WORK INSTRUCTION: Output the following data exactly.

SUPPLIED RECORDS:
++++

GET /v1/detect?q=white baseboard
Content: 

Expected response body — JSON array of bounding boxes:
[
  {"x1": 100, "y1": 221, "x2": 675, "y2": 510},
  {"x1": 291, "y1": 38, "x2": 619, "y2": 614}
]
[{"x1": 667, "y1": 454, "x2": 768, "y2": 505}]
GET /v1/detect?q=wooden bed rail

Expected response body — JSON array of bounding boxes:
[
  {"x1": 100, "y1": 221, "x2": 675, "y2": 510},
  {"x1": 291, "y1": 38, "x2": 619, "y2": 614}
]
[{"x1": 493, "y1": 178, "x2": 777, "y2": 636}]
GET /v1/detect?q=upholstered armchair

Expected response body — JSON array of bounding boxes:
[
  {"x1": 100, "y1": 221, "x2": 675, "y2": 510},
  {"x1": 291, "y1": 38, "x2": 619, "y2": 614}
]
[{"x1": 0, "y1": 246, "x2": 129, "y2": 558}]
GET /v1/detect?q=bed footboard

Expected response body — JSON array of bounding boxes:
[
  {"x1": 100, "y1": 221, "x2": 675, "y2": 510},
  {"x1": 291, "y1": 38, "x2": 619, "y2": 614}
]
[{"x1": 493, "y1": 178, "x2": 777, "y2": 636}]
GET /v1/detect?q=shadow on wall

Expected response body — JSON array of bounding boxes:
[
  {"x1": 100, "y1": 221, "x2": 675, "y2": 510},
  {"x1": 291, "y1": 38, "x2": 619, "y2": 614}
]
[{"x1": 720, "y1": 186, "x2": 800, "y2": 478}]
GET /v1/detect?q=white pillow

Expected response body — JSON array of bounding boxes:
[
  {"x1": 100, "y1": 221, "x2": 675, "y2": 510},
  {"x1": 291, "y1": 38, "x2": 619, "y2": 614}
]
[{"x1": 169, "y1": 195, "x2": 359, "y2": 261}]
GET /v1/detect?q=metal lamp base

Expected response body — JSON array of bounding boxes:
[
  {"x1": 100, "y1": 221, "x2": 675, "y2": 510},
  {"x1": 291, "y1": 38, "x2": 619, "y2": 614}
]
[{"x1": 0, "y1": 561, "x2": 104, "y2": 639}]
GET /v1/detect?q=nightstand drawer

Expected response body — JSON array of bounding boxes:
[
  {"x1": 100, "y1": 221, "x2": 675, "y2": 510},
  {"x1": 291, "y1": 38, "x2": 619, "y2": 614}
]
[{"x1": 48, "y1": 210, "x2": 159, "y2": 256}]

++++

ANSWER TO THE EXERCISE:
GET /v1/detect?q=white baseboard
Content: 

Expected response body — JSON array of bounding boxes:
[
  {"x1": 100, "y1": 221, "x2": 675, "y2": 510},
  {"x1": 291, "y1": 38, "x2": 619, "y2": 614}
]
[{"x1": 667, "y1": 454, "x2": 768, "y2": 505}]
GET /v1/detect?q=wooden bed rail

Expected response body — JSON array of bounding boxes:
[
  {"x1": 100, "y1": 221, "x2": 675, "y2": 510},
  {"x1": 291, "y1": 38, "x2": 619, "y2": 614}
]
[{"x1": 493, "y1": 178, "x2": 777, "y2": 636}]
GET /v1/detect?q=upholstered armchair

Expected response body — JSON array of bounding boxes:
[
  {"x1": 100, "y1": 221, "x2": 675, "y2": 510},
  {"x1": 291, "y1": 38, "x2": 619, "y2": 614}
]
[{"x1": 0, "y1": 246, "x2": 129, "y2": 558}]
GET /v1/detect?q=bed footboard

Expected response body — JSON array of bounding boxes:
[
  {"x1": 100, "y1": 221, "x2": 675, "y2": 510},
  {"x1": 291, "y1": 38, "x2": 619, "y2": 614}
]
[{"x1": 493, "y1": 178, "x2": 777, "y2": 636}]
GET /v1/detect?q=shadow on wall

Expected response body — JSON array of bounding boxes:
[
  {"x1": 100, "y1": 221, "x2": 675, "y2": 510},
  {"x1": 291, "y1": 38, "x2": 619, "y2": 614}
]
[{"x1": 720, "y1": 186, "x2": 800, "y2": 478}]
GET /v1/detect?q=white pillow

Expected response body — JSON array of bounding boxes:
[
  {"x1": 100, "y1": 221, "x2": 675, "y2": 510},
  {"x1": 291, "y1": 38, "x2": 619, "y2": 614}
]
[{"x1": 169, "y1": 195, "x2": 359, "y2": 261}]
GET /v1/detect?q=metal lamp base

Expected response body — JSON array of bounding boxes:
[
  {"x1": 100, "y1": 221, "x2": 675, "y2": 510},
  {"x1": 291, "y1": 38, "x2": 619, "y2": 614}
]
[{"x1": 0, "y1": 561, "x2": 104, "y2": 639}]
GET /v1/detect?q=nightstand drawer

Expected response body — JSON array of bounding boxes:
[
  {"x1": 100, "y1": 221, "x2": 675, "y2": 510},
  {"x1": 291, "y1": 38, "x2": 619, "y2": 614}
]
[{"x1": 48, "y1": 210, "x2": 159, "y2": 256}]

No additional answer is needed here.